Below are some entries. Copy each line in them that holds "child".

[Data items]

# # #

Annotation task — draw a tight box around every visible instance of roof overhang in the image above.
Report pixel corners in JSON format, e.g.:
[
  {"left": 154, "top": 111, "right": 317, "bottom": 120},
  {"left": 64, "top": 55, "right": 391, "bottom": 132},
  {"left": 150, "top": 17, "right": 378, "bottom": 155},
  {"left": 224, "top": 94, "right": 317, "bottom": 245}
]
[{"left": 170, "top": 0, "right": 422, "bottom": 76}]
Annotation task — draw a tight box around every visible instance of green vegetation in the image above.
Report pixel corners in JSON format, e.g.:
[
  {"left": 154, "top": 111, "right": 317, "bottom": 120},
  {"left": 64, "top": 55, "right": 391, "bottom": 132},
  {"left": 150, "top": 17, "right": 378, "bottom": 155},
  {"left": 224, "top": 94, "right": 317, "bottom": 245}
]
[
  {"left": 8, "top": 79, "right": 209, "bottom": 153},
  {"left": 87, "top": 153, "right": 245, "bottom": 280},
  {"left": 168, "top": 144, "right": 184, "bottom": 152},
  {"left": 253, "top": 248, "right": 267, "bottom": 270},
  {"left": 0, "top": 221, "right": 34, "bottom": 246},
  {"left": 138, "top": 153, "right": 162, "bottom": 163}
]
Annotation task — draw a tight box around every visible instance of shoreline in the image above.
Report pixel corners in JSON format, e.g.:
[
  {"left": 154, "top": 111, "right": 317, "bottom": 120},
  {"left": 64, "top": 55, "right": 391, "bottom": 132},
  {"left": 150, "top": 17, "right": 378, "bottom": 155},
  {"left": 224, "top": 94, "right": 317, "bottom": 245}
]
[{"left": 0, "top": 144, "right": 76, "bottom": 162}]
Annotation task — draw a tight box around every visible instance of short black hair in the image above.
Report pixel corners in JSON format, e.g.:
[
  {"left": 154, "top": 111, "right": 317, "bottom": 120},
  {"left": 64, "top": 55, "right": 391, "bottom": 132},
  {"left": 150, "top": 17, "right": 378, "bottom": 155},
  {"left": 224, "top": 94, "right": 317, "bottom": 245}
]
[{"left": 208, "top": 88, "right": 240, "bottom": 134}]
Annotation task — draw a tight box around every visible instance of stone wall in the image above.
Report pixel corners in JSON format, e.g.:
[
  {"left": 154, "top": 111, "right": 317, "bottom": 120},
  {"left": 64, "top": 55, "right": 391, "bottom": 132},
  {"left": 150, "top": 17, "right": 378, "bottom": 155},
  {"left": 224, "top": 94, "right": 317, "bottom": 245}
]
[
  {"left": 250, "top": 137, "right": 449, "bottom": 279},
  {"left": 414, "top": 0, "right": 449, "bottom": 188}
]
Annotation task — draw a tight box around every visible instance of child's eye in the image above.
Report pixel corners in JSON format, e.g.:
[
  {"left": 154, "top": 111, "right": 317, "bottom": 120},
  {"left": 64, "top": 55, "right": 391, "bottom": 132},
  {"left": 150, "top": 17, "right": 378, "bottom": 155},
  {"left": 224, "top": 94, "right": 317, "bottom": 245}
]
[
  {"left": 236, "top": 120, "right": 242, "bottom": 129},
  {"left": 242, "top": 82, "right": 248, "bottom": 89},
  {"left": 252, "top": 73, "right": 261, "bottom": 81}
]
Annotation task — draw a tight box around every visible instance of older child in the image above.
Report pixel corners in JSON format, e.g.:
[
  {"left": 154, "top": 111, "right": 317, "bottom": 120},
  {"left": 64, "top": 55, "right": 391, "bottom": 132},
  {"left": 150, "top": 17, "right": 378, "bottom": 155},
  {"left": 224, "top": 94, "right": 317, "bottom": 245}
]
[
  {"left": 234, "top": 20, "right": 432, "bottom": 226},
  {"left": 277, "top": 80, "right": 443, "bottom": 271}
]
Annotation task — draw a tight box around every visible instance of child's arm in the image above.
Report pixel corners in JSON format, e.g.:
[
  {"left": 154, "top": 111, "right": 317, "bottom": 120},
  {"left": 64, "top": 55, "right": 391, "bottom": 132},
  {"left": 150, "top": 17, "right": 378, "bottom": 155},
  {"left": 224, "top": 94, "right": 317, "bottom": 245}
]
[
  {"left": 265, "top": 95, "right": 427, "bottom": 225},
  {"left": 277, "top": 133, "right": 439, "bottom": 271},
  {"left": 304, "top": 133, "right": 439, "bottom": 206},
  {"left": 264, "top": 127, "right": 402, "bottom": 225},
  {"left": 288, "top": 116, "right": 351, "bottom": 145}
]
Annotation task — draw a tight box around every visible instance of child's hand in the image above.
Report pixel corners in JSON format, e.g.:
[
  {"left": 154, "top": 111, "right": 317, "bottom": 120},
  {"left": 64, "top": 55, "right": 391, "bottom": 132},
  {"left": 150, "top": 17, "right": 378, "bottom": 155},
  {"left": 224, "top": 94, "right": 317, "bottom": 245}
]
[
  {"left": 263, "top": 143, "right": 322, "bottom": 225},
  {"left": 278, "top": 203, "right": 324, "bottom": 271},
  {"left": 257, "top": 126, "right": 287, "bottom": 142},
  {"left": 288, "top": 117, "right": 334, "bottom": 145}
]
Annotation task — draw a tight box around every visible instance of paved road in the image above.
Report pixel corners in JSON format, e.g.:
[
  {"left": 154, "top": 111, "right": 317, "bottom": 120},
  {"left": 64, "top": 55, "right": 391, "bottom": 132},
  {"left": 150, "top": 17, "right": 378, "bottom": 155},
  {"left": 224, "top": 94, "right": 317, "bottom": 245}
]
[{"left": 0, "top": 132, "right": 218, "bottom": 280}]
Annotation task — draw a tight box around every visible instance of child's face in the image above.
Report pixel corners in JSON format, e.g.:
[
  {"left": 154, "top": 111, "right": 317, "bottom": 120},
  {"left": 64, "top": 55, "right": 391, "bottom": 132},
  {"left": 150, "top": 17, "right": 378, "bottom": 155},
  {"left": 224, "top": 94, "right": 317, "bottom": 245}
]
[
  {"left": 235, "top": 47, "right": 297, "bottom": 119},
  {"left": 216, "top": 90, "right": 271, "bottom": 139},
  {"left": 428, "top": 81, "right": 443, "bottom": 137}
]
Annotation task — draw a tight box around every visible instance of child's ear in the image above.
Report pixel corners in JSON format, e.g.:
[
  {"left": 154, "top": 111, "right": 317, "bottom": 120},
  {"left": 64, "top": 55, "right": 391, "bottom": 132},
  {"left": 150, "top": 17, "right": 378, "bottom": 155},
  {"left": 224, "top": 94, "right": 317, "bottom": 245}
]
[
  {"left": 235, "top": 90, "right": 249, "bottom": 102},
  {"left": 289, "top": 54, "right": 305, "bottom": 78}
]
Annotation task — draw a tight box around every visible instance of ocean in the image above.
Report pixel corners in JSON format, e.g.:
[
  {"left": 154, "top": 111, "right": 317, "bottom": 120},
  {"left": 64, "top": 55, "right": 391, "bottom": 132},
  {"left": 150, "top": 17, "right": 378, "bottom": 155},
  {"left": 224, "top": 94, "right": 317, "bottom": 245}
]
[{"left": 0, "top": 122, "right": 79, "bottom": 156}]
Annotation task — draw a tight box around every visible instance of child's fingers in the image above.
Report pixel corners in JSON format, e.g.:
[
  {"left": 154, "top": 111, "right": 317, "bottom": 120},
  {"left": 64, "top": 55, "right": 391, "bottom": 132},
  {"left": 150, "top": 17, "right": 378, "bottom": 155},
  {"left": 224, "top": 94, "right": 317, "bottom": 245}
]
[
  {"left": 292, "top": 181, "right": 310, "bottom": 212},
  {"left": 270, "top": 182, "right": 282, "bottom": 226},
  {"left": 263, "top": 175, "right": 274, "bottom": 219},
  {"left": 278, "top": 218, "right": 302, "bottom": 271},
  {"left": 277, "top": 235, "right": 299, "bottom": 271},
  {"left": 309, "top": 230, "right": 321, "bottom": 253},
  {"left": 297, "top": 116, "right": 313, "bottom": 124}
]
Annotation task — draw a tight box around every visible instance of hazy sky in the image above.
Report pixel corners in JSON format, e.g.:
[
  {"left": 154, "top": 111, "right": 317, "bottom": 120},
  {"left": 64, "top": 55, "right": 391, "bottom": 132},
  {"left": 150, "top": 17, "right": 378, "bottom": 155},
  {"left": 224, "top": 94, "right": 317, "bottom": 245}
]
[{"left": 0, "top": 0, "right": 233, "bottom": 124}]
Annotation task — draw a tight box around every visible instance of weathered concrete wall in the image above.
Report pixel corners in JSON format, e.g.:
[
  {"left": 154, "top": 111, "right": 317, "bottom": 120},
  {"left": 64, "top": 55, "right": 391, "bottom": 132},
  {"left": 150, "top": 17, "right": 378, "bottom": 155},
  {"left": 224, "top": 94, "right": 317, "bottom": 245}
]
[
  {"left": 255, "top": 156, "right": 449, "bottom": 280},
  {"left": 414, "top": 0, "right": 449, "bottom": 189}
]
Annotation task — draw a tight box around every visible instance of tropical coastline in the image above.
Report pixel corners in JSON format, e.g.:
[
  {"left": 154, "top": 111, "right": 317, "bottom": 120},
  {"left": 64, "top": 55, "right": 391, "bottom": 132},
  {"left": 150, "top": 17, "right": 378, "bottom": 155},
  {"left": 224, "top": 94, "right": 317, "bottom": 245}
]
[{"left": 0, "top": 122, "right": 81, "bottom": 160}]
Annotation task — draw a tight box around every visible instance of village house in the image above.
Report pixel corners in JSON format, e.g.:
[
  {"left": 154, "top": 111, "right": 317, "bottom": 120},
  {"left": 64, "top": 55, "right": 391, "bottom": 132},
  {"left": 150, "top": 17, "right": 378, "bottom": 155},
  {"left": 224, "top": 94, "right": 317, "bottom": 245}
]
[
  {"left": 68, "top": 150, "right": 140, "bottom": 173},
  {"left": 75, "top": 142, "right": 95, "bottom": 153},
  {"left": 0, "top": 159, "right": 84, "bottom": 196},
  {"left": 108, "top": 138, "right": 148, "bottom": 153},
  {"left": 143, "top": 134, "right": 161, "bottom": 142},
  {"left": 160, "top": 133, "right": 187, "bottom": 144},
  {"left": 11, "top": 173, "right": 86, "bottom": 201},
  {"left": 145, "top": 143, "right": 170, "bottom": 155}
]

# # #

Solution for this exercise.
Annotation task — draw a tight box around every visible instance of child's eye in the image above.
Annotation task — draw a tight box around every visible instance of older child in the image above.
Annotation task — draw a tight box around every visible instance of child's arm in the image above.
Annotation task — draw a tight box around every visible instance of child's hand in the image above.
Annotation task — draw a tight box around every visible instance of child's face in the image above.
Annotation task — draw a tight box around every visible instance of child's ear in the image above.
Annotation task — draw a tight box around every visible instance of child's fingers in the image above.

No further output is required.